**Brief 1:** Retype every one of the rows that pair photos with point coordinates exactly as they appear, leaving the pictures out of your answer.
═══ Document ═══
Now, if a set of numbers has a mean of zero and a variance of $$\lambda$$ then we can transform it into a set of numbers with a mean of zero and a variance of one by dividing each of them by their standard deviation $$\sqrt{\lambda}$$, as proven by derivation 2.
Finally, it is trivially the case that the vectors $$\left(\mathbf{x}_i-\mathbf{\bar{x}}\right)$$ have a mean of zero.

Putting these observations together, and assuming that the data are vectors, if the $$i^\mathrm{th}$$ principal component is $$\mathbf{v}_i$$ along which the data has variance $$\lambda_i$$ then for a given datum $$\mathbf{x}$$ the aforementioned normalised error is given by
$\sum_i \left(\frac{\left(\mathbf{x}-\mathbf{\bar{x}}\right) \times \mathbf{v}_i}{\sqrt{\lambda_i}}\right)^2$
The principal components are simply the eigenvectors of the covariance matrix $$\mathbf{\Sigma}$$ whose elements are the covariances of the relevant elements of the data
$\Sigma_{ij} = \frac{1}{n} \sum_{k=1}^n \left(x_{ik} - \bar{x}_k\right) \times \left(x_{jk} - \bar{x}_k\right)$
where $$x_{ik}$$ is the $$k^\mathrm{th}$$ element of the $$i^\mathrm{th}$$ datum and $$\bar{x}_k$$ is the $$k^\mathrm{th}$$ element of their mean. Furthermore, the variances of the data along each principal component are their eigenvalues.
═══
**Brief 2:** Rewrite everything in the principal components passage from "Now, if a set" down to "by derivation 2.", putting "values" wherever "numbers" occurs.
═══ Data shown ═══
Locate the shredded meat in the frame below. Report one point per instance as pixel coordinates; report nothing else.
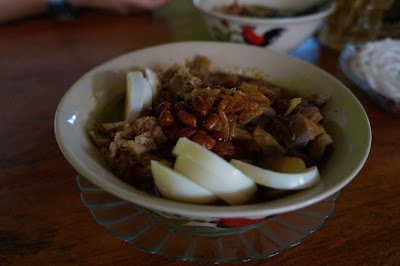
(124, 143)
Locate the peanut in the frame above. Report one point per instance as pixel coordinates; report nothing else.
(187, 119)
(166, 119)
(204, 140)
(211, 122)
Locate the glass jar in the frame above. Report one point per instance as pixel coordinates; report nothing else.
(355, 21)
═══
**Task output 1:**
Locate the shredded meat in the frame below. Report one point per instance as pixel coordinates; report nothing else.
(124, 143)
Locate the peanut in the frame above. Report one point per instance as pixel coordinates; report nothing else.
(187, 119)
(166, 119)
(204, 140)
(211, 122)
Locate the glass jar in the frame above. Report one point per instance as pixel coordinates; report nothing else.
(355, 21)

**Task output 2:**
Now, if a set of values has a mean of zero and a variance of $$\lambda$$ then we can transform it into a set of values with a mean of zero and a variance of one by dividing each of them by their standard deviation $$\sqrt{\lambda}$$, as proven by derivation 2.